> [Input material]
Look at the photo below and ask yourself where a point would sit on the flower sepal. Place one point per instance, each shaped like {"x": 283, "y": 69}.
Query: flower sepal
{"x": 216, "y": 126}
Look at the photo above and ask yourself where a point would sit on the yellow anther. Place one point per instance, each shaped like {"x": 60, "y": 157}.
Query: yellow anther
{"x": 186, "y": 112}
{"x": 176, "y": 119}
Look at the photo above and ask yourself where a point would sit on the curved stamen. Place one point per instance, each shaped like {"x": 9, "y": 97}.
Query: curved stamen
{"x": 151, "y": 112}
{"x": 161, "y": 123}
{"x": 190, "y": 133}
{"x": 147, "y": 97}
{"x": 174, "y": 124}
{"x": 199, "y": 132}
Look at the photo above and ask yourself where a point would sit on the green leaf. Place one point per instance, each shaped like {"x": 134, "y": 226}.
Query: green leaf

--

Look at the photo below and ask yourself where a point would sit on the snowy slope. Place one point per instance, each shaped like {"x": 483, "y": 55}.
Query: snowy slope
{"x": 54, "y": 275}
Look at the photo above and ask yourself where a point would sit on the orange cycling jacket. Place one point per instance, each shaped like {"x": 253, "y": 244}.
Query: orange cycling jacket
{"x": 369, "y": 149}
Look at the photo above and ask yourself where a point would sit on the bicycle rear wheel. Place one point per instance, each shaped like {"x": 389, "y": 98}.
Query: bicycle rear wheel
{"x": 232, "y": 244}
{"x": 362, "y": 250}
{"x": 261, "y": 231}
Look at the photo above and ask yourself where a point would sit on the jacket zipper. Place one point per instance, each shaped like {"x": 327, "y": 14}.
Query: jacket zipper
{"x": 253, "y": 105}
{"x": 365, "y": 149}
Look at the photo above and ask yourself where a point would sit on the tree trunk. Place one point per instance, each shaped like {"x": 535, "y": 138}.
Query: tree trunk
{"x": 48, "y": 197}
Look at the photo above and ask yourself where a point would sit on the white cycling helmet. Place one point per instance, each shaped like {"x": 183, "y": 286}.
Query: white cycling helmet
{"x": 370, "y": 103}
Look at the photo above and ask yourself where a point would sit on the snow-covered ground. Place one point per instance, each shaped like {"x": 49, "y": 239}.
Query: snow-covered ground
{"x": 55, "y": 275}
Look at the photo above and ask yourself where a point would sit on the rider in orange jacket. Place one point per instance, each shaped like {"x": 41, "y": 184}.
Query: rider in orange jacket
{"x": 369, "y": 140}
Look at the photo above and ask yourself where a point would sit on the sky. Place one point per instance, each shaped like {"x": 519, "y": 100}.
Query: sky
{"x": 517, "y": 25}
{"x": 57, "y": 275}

> [Problem to solve] Render the part of the entries that opens with the line containing "on the flower" and closes with the line containing "Query: green leaf", both included, as a JSON list of strings with one string per line and any blank lines omitted.

> [The output]
[
  "Look at the photo below and ask yourself where a point would sit on the flower sepal. Place one point per instance, each shaped like {\"x\": 283, \"y\": 69}.",
  "Query: flower sepal",
  "{\"x\": 216, \"y\": 126}",
  "Look at the photo above and ask yourself where a point would sit on the yellow anther. Place one point per instance, each shaped like {\"x\": 60, \"y\": 157}.",
  "Query: yellow anther",
  "{\"x\": 186, \"y\": 112}",
  "{\"x\": 176, \"y\": 119}",
  "Look at the photo above and ask yourself where a point would sit on the curved stamen. Place one point per instance, each shaped like {\"x\": 9, \"y\": 97}.",
  "Query: curved stamen",
  "{\"x\": 151, \"y\": 112}",
  "{\"x\": 161, \"y\": 123}",
  "{\"x\": 190, \"y\": 133}",
  "{\"x\": 147, \"y\": 97}",
  "{\"x\": 174, \"y\": 124}",
  "{\"x\": 199, \"y\": 132}",
  "Look at the photo above and ask yourself where a point would sit on the green leaf. Place one point per instance, each shaped like {\"x\": 134, \"y\": 226}.",
  "Query: green leaf"
]